WORK INSTRUCTIONS:
**a)** Summarize the article on the oil transparency rule repeal in two sentences.
**b)** Recast the paragraph of the article on the oil transparency rule repeal that begins "The legislation is the first time" as a bulleted list that keeps its main facts.

GIVEN TEXT:
Trump Signs Repeal of Transparency Rule for Oil Companies

President Trump signed legislation Tuesday to repeal a controversial regulation that would have required energy companies to disclose their payments to foreign governments.

The legislation is the first time in 16 years that the Congressional Review Act (CRA) has been used to repeal a regulation, and only the second time in the two decades that act has been law. It is the third piece of legislation Trump has signed since taking office three weeks ago.

It is the start of one front in an aggressive deregulatory effort that the Trump administration and the GOP Congress are undertaking to roll back Obama-era rules on fossil fuel companies, financial institutions and other businesses that they say have suffered for the last eight years.

The resolution repeals a Securities and Exchange Commission (SEC) rule written under the 2010 Dodd-Frank financial reform law.

It was meant to fight corruption in resource-rich countries by mandating that companies on United States stock exchanges disclose the royalties and other payments that oil, natural gas, coal and mineral companies make to governments.

SOURCE EXCERPT:

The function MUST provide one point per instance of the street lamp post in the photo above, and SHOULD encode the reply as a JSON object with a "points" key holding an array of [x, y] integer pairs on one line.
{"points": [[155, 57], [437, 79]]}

COMPLETED EXERCISE:
**a)** President Trump signed legislation on Tuesday repealing a Securities and Exchange Commission rule, written under the 2010 Dodd-Frank law, that would have required energy companies to disclose their payments to foreign governments. The repeal marks the first use of the Congressional Review Act in 16 years and is part of an aggressive deregulatory effort by the Trump administration and the GOP Congress to roll back Obama-era rules.

**b)**
- First use of the Congressional Review Act (CRA) to repeal a regulation in 16 years
- Only the second such use in the two decades the act has been law
- Third piece of legislation Trump has signed since taking office three weeks earlier